Alcuni residenti di Lampedusa sono stati recentemente coinvolti nell’ennesima intervista incentrata sui malumori collettivi maturati in seguito ai continui sbarchi di migranti sull’isola (nello specifico la vicenda della nave Open Arms). Con estremo candore molti degli isolani interpellati dai giornalisti si sono definiti nazionalisti, rigettando con sdegno ogni accusa di razzismo.

Il clima culturale dominante permette l’uso disinvolto di termini di cui sovente non si conosce il reale significato (come nel caso citato), magari ammantandoli pure di valori positivi poiché immaginati privi di disvalori.

Gli abitanti dell’isola interrogati dalla stampa non si sono resi conto di aver vantato una vicinanza pericolosa alla stessa ideologia che in passato è stata alla base della nascita del nazismo (nazional-socialismo) così come del fascismo (Partito Nazionale Fascista). Il nazionalismo è stato causa di un sanguinoso conflitto mondiale che ha generato milioni di morti e negli anni ’90, epoca vicina a noi, della violenta disgregazione dello stato jugoslavo.

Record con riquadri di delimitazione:

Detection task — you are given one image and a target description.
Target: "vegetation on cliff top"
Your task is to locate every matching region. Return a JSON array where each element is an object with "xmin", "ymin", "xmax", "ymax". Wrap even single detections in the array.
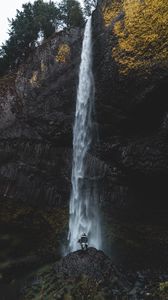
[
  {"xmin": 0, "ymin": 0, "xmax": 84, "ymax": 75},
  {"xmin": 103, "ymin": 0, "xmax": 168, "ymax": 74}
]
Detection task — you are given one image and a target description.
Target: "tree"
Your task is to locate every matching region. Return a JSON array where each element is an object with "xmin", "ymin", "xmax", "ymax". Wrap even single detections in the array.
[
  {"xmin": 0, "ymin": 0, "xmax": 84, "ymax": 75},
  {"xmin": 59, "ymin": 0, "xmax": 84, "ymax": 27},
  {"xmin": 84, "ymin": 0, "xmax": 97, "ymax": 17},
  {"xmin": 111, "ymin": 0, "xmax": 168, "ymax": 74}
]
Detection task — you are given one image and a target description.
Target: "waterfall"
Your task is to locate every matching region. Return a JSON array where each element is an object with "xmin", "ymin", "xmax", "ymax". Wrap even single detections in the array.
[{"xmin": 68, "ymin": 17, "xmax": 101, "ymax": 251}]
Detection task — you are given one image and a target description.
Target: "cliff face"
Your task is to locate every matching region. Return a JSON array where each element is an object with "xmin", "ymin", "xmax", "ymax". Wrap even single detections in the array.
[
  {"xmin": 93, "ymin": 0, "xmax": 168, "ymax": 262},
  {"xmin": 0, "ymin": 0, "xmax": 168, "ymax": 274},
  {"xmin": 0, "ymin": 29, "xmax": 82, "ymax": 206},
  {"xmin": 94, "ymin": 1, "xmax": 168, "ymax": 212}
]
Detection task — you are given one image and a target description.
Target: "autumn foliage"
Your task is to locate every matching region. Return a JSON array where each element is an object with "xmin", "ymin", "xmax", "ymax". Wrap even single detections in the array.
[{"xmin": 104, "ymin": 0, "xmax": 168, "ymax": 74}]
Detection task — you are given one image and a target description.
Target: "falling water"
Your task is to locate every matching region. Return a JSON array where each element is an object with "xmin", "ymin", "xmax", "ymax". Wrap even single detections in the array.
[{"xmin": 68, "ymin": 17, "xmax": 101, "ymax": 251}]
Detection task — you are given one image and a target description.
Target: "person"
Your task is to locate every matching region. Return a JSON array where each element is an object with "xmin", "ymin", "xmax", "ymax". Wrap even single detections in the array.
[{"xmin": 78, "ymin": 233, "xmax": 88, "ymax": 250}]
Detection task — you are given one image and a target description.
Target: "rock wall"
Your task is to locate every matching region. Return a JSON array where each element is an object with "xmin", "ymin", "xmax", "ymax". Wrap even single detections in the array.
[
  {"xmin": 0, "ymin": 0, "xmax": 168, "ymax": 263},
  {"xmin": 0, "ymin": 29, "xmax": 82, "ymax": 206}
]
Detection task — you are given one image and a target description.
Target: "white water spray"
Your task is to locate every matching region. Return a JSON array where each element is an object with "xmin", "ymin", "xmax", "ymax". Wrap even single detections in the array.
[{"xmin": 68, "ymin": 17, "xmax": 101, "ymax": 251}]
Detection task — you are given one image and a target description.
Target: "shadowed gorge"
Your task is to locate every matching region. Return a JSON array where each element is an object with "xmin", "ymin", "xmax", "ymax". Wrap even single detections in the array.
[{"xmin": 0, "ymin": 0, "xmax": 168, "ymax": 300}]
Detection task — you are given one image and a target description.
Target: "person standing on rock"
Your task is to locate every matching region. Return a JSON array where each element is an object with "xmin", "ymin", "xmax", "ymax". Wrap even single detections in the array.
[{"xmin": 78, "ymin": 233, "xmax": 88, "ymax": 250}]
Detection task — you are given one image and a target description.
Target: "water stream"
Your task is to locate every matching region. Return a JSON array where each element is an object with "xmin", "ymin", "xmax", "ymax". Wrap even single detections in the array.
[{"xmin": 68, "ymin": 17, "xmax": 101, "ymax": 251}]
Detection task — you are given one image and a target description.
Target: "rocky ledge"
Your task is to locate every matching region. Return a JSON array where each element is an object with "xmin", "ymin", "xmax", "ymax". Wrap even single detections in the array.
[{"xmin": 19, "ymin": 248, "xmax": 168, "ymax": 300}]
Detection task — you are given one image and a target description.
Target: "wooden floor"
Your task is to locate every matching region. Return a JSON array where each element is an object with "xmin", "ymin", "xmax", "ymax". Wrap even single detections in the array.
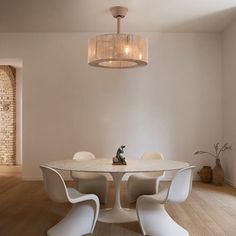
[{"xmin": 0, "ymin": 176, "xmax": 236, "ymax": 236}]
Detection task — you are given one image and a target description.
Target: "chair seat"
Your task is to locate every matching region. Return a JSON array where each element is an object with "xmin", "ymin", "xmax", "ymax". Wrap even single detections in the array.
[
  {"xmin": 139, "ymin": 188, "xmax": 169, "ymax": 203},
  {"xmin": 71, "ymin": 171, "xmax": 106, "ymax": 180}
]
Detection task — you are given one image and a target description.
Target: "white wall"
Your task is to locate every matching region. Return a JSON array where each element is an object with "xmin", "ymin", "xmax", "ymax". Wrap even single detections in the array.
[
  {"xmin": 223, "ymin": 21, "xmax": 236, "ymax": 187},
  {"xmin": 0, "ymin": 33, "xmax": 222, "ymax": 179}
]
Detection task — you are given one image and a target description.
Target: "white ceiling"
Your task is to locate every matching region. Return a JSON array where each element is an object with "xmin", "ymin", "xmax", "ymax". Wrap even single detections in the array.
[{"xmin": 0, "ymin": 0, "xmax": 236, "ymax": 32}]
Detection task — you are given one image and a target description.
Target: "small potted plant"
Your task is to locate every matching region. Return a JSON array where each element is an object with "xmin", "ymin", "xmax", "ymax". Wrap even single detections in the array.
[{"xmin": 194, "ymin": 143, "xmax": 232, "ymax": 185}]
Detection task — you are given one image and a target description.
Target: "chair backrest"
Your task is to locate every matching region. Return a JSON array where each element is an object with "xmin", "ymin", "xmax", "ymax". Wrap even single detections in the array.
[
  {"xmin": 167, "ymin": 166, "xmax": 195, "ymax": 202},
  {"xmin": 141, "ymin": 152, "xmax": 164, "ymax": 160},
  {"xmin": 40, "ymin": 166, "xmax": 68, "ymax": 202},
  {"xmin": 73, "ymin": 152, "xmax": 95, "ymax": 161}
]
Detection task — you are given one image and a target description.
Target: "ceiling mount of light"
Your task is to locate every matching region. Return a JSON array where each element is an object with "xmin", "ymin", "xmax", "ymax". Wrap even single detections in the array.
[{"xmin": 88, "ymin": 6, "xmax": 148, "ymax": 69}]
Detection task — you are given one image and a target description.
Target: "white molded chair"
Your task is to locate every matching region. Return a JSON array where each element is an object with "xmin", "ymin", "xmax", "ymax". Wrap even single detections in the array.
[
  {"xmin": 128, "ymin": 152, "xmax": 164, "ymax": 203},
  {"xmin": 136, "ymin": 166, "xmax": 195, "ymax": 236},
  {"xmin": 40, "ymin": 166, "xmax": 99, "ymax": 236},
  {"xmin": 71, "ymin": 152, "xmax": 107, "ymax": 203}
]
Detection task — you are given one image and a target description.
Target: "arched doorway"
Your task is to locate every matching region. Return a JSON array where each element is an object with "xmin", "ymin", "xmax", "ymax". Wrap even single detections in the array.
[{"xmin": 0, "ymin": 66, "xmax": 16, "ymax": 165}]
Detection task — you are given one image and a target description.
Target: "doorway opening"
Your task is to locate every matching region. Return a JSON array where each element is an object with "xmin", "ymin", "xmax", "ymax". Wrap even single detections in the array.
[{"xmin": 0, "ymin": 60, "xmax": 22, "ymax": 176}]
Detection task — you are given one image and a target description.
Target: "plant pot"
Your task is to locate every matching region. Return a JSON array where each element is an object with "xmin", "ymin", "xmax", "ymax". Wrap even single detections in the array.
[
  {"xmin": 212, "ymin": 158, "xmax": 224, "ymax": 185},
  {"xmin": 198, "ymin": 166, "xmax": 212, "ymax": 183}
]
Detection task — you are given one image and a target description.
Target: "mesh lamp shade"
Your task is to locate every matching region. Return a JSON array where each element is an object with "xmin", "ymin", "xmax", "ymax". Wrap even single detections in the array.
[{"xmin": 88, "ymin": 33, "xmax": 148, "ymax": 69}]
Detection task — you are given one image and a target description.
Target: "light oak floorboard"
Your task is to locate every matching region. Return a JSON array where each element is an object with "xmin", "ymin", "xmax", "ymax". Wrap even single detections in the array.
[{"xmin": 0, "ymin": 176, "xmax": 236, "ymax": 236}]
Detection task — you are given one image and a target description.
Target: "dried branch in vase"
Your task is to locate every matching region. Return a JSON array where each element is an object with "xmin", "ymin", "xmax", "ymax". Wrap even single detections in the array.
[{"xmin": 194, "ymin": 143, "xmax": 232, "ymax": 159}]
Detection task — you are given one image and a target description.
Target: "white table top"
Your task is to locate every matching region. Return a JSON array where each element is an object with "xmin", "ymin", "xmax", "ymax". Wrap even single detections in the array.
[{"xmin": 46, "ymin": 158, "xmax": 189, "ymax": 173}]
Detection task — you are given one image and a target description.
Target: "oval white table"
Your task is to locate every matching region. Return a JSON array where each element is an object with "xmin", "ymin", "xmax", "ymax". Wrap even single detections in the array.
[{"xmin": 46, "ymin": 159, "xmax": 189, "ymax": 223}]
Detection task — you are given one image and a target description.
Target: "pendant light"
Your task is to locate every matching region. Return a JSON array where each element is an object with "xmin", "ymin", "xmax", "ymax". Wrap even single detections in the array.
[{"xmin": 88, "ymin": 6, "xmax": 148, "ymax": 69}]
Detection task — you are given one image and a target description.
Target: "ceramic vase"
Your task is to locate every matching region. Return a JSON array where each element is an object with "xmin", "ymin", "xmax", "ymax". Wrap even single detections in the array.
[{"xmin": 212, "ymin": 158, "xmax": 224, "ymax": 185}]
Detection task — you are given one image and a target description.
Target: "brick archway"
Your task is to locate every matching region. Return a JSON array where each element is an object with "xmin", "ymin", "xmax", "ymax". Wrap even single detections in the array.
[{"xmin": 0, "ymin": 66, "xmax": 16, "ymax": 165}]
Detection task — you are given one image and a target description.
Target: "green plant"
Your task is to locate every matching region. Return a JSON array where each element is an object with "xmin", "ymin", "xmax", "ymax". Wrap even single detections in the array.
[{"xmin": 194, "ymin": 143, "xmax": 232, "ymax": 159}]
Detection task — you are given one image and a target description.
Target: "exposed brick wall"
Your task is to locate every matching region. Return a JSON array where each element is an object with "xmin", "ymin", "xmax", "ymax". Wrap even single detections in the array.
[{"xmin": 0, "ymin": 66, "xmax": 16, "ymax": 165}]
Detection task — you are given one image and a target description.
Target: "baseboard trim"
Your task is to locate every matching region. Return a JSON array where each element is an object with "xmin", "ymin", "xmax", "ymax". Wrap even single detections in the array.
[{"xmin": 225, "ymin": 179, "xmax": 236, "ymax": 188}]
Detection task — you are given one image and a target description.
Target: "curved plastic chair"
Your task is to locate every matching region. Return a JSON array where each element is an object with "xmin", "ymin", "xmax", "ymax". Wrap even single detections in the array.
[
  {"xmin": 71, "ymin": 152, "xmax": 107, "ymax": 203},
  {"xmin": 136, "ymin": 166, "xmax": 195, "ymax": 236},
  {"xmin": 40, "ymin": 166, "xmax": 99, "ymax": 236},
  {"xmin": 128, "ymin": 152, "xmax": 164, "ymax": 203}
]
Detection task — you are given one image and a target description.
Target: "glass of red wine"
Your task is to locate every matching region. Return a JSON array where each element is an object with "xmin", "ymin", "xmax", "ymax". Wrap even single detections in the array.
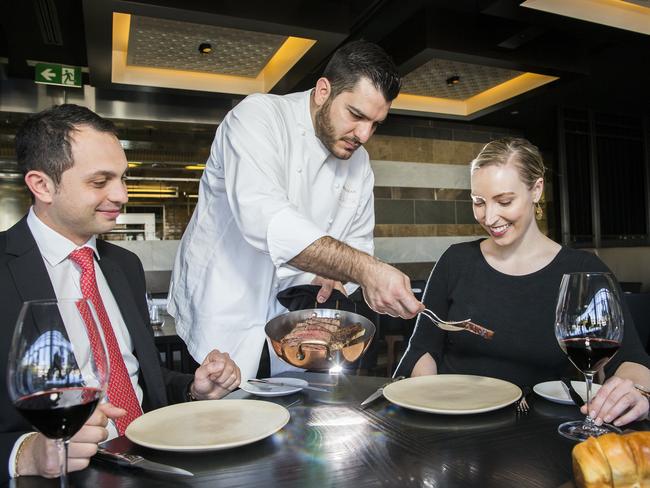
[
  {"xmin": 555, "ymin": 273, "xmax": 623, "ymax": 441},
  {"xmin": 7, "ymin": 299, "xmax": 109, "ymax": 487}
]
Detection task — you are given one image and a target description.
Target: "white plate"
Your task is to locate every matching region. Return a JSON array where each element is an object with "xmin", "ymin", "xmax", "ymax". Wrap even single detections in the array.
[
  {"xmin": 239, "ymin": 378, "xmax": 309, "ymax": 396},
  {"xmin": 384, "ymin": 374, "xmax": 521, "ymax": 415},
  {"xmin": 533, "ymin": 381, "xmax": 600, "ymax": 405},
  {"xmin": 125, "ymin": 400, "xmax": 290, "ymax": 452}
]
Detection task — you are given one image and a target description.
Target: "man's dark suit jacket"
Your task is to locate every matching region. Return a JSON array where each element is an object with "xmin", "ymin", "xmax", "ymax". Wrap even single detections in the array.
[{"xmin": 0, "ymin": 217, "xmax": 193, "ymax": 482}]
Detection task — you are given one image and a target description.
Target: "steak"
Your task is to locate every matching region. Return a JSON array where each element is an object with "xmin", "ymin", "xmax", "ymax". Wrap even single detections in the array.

→ COMPITI DA SVOLGERE
1) Elenca tutte le espressioni che nel testo su Lampedusa compaiono tra parentesi.
2) Cita il passo del testo su Lampedusa che comincia con le parole "Alcuni residenti di" e si ferma dopo le parole "accusa di razzismo.".

→ RISPOSTE
1)
- nello specifico la vicenda della nave Open Arms
- come nel caso citato
- nazional-socialismo
- Partito Nazionale Fascista

2)
Alcuni residenti di Lampedusa sono stati recentemente coinvolti nell’ennesima intervista incentrata sui malumori collettivi maturati in seguito ai continui sbarchi di migranti sull’isola (nello specifico la vicenda della nave Open Arms). Con estremo candore molti degli isolani interpellati dai giornalisti si sono definiti nazionalisti, rigettando con sdegno ogni accusa di razzismo.